THE PROBLEM
Pull out every line in the records below that contains the string "white", keeping each one intact.

====

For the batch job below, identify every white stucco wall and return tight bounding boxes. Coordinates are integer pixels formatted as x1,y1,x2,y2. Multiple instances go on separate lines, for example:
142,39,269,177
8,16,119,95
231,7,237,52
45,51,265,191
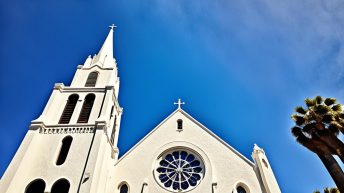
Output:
107,110,262,193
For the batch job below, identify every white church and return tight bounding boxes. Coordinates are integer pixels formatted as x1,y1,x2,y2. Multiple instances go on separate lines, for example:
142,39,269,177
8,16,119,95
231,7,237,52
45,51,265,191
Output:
0,25,281,193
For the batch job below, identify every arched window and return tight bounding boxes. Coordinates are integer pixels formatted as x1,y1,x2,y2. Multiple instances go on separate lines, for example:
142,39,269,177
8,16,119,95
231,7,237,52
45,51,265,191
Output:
51,179,70,193
78,94,96,123
237,186,246,193
56,136,73,166
85,72,98,87
119,184,129,193
25,179,45,193
110,115,117,145
177,119,183,130
59,94,79,124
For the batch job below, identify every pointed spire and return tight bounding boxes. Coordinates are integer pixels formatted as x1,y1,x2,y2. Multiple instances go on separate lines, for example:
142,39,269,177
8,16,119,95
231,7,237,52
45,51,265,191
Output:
92,24,116,67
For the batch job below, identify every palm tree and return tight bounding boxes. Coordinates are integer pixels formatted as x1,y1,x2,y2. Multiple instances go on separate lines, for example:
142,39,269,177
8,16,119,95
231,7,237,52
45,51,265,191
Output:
291,96,344,192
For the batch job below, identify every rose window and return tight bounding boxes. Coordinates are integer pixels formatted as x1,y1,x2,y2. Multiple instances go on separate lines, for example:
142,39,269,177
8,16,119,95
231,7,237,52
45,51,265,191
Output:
156,150,204,191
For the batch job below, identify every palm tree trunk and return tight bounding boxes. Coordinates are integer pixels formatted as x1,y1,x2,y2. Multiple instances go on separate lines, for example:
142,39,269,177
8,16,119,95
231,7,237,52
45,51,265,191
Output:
317,154,344,192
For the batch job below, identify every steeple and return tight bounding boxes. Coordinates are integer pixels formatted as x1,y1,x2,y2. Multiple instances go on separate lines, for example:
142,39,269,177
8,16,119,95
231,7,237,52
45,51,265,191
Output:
85,24,116,68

====

THE OUTPUT
For the batch job below, identify every white stucco wall and return tight bounding boxes. Coordinates are integer pixels formatted as x1,y1,x2,y2. Multiple instances go on separate lines, for example:
For the batch job below, identify every white church and return tight bounding boxes. Coordinates are integer pixels formatted as x1,y1,x2,y2. Multiple instances go on separate lines, for example:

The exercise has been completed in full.